STUDY TEXT:
★ ★ ★ ★ ★ ★ ★
SWE-bench Verified
Coding
SWE-bench is a benchmark for evaluating large language models on real world software issues collected from GitHub. Given a codebase and an issue, a language model is tasked with generating a patch that resolves the described problem.
Size
500 Python-only coding problems with issue descriptions
Data Sourcing
Scraping of GitHub issues followed by human filtering
Scoring method
Unit tests
Contamination Risk
High

Main takeaways

  • SWE-bench Verified tests AI’s real-world agentic coding skills, the kind required for coding tools like Cursor or Claude Code (link).

  • Most of the problems are relatively simple, needing less than 1 hour to fix for a human engineer (link).

  • The benchmark has a high contamination risk (link), and the tests might not generalize well to real-world, closed-source codebases (link).

  • The scaffold built around a model determines benchmark performance as much as the model’s raw capabilities (link).

  • Saturation on this benchmark would be strong evidence that models are capable of autonomously fixing small to medium issues in Python repositories (link).

Introduction

Large Language Models (LLMs) are already widely used for programming, and they are expected to make significant progress in the near future, with many AI leaders such as OpenAI’s CPO Kevin Weil predicting that coding will be largely automated this year.

Many benchmarks attempt to measure LLM progress in coding, such as LiveCodeBench or Aider Polyglot. However, these benchmarks test code in an isolated setting, requiring the models to solve LeetCode-style problems from scratch. This hardly reflects the real-world coding tasks that engineers face, which involve working in large repositories and require the ability to fix bugs, implement new features, or refactor existing code.

SWE-bench Verified is a subset of SWE-bench (Jimenez et al., 2023) that addresses this gap by evaluating models on their ability to understand, navigate, and fix actual bugs from large, popular Python repositories. While it is a lot more realistic than previous coding benchmarks, SWE-bench Verified primarily tests models’ ability to fix simple bugs in a small set of well-known repositories. Furthermore, the possible contamination risk raises questions about whether the benchmark generalizes to real-world, closed-source codebases.
★ ★ ★ ★ ★ ★ ★
SUPPLIED INFORMATION:
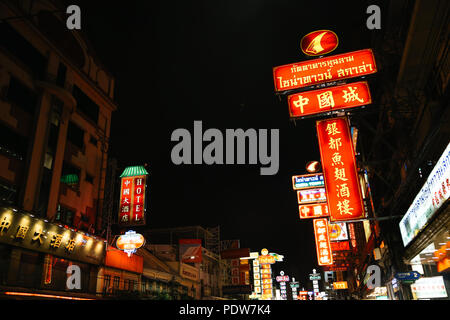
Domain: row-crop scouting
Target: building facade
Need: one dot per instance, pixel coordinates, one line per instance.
(56, 103)
(402, 143)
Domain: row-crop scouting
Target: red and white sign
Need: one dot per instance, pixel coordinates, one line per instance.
(130, 242)
(282, 278)
(311, 195)
(316, 210)
(338, 231)
(340, 246)
(132, 201)
(333, 68)
(319, 42)
(325, 100)
(339, 170)
(323, 248)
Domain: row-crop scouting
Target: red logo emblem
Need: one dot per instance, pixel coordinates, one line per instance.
(319, 42)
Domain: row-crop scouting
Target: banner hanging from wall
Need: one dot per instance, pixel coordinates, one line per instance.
(339, 169)
(132, 204)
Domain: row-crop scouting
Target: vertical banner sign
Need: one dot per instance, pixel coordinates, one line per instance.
(132, 197)
(325, 100)
(332, 68)
(339, 170)
(323, 248)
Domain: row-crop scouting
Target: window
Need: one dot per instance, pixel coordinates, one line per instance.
(61, 75)
(75, 135)
(70, 176)
(21, 95)
(84, 104)
(12, 144)
(93, 140)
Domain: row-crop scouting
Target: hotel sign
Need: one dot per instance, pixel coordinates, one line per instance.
(323, 248)
(433, 194)
(332, 68)
(319, 42)
(22, 230)
(315, 210)
(330, 99)
(311, 195)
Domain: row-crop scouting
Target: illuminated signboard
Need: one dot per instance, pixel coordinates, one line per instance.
(316, 210)
(339, 170)
(339, 285)
(130, 242)
(340, 246)
(430, 198)
(19, 229)
(132, 196)
(333, 68)
(429, 287)
(311, 195)
(338, 231)
(307, 181)
(319, 42)
(443, 257)
(323, 248)
(325, 100)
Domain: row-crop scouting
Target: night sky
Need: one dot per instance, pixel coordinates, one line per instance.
(176, 62)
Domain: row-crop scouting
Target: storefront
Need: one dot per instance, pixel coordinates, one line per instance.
(425, 231)
(41, 257)
(121, 275)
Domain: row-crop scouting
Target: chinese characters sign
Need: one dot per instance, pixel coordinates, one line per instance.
(311, 195)
(307, 181)
(319, 42)
(324, 100)
(339, 170)
(340, 246)
(24, 231)
(130, 242)
(315, 210)
(333, 68)
(323, 248)
(132, 201)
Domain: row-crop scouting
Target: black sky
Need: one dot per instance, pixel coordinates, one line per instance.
(180, 61)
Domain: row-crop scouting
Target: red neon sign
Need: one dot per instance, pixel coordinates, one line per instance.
(324, 100)
(323, 248)
(132, 201)
(316, 210)
(311, 195)
(340, 246)
(319, 42)
(339, 170)
(338, 67)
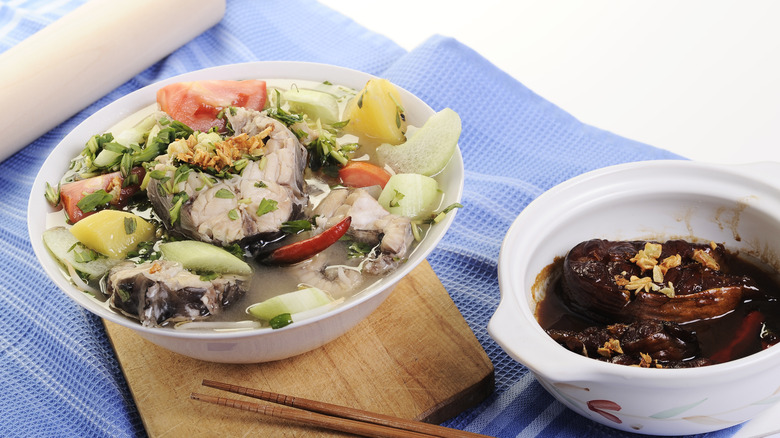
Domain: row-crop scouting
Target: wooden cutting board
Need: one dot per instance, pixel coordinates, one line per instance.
(413, 357)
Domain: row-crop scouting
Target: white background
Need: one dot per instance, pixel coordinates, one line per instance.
(700, 78)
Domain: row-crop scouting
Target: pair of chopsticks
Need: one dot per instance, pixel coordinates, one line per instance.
(328, 416)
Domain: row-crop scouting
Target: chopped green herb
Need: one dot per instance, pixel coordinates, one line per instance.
(130, 224)
(158, 175)
(236, 250)
(266, 206)
(94, 200)
(145, 251)
(359, 249)
(175, 211)
(181, 174)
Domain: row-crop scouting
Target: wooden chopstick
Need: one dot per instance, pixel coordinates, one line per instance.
(329, 415)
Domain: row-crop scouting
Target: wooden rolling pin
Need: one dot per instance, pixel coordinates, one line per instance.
(66, 66)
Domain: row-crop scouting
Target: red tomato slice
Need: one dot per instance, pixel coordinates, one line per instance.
(72, 193)
(363, 174)
(196, 104)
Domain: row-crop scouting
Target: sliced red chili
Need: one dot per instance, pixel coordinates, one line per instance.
(748, 331)
(304, 249)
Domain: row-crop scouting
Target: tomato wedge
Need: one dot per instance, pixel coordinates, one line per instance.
(363, 174)
(72, 193)
(196, 104)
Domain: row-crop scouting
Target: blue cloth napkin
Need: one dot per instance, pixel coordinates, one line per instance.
(58, 374)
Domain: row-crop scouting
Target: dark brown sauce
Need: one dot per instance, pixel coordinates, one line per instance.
(713, 334)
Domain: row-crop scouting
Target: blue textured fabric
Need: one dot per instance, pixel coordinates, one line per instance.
(58, 374)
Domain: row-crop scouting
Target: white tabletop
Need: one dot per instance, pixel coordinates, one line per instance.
(700, 78)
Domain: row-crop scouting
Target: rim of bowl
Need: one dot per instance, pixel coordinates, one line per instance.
(559, 364)
(135, 101)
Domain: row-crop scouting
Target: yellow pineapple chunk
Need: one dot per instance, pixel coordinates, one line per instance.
(112, 233)
(376, 113)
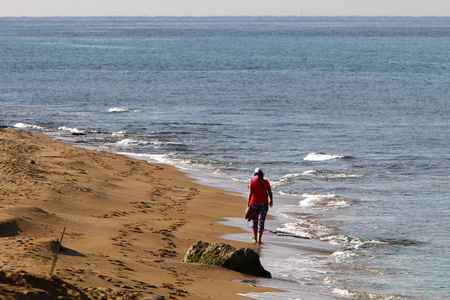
★ ★ ★ ★ ★ ★ ★
INSTRUCTIONS:
1 - In the SWE-bench Verified text, what scoring method does the benchmark use?
2 - Carry on the SWE-bench Verified text from its final sentence.

OUTPUTS IN ORDER:
1 - Unit tests.

2 -
Anatomy of a benchmark sample

SWE-bench Verified is based on 500 real bug fixes from twelve popular Python repositories. Each sample was created by scraping merged pull requests and their corresponding GitHub issues. This collection was then filtered to retain only PRs that were indeed merged and included modifications to the project’s test suite.

A sample given to a model running the benchmark only contains the following:

  • The repository with the state before the PR was merged
  • The issue description(s), including the title and body of the issue(s) related to the PR

For evaluation purposes and to establish a ground truth, each benchmark sample also contains:

  • The original, human-written code (the gold patch)
  • The test patch, which includes new or modified tests that accompanied the gold patch
  • A selection of tests from the repo’s test suite that previously passed and should continue passing afterward (Pass-to-Pass), and tests that failed due to the bug and should pass after the issue is resolved (Fail-to-Pass).

How models are evaluated

Models receive what a repository maintainer would see: the codebase before the fix and the issue description(s). They are tasked to write a code patch for the problem. The patch is then applied and tested by running the two sets of tests from the sample (Pass-to-Pass and Fail-to-Pass).

The setup of the benchmark is realistic and tests the agentic coding skills of the model, which are important for increasingly popular tools and agents like Cursor, Claude Code or Codex.

The error rate in SWE-bench Verified is relatively low

One of the most important aspects of benchmarks is the error rate, i.e., the percentage of tasks that are either incorrect, ambiguous, or impossible to solve. We are confident that the rate of flawed or problematic instances in SWE-bench Verified is relatively low, between 5% and 10%.

There are two main reasons for this assessment. First, only issues that were merged by maintainers of the repositories are included. Therefore, every sample was vetted by the repository maintainers. Second, and more crucially, SWE-bench Verified is a verified subset of the original, 1600-sample SWE-bench dataset (SWE-bench by Jimenez et al.). For each sample, three independent human annotators, following a detailed rubric, assessed the clarity of the issue description, the appropriateness and robustness of the test suite, and overall solvability. This filtered out over two-thirds of the original samples, resulting in the final set of 500 high-quality instances.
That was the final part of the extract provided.